### Extracted entries

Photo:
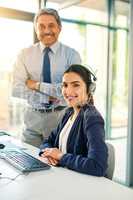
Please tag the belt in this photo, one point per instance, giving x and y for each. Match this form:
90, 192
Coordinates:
46, 110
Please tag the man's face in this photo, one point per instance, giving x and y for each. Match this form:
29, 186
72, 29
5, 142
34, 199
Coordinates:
47, 29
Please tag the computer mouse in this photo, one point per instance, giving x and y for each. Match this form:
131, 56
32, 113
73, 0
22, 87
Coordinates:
2, 146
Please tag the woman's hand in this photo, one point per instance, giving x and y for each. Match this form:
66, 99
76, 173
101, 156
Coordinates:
53, 153
48, 160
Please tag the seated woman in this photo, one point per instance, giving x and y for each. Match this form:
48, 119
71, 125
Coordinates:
78, 141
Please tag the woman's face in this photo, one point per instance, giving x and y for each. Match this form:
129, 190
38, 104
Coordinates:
74, 90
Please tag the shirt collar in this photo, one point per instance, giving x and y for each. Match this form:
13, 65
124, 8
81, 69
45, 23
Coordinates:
54, 47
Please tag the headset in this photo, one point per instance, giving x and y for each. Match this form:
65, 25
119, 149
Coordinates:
92, 84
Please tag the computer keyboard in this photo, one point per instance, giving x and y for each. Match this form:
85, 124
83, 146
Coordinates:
24, 161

######

:: Instructions to follow ::
Write the listing above out again exactly, dropping each image.

:: Finished answer ::
Photo:
Please tag the belt in this photo, one point per instance, giving x and y for each. Match this form:
90, 192
Coordinates:
46, 110
Please tag the man's face in this photo, one point per instance, giving x and y for each. Match this form:
29, 186
72, 29
5, 142
34, 199
Coordinates:
47, 29
Please tag the computer mouse in this photo, one point per instance, giving x and y for each. Match this form:
131, 56
32, 113
73, 0
22, 87
Coordinates:
2, 146
Please tag the woman's hand in this photo, one point per instance, giving x and y for each. Match this form:
66, 99
76, 173
101, 156
Coordinates:
53, 153
48, 160
Please tag the seated woman in this photo, one point per instance, giving x and y for each. Match this form:
48, 119
71, 125
Coordinates:
78, 141
Please tag the woman's face in this photo, one point per instance, giving x and y for each. Match this form:
129, 190
38, 104
Coordinates:
74, 90
Please tag the shirt collar in this photo, one point per instance, giving x and y for each. Match this form:
13, 65
124, 8
81, 69
45, 23
Coordinates:
54, 47
Please tag the headset in this photo, one point per instance, giving x and y for each. Match this form:
65, 25
119, 149
Coordinates:
92, 84
Please tag the computer keyboard in this photo, one point per instance, giving x and y for each. Match this form:
85, 124
83, 146
Coordinates:
24, 161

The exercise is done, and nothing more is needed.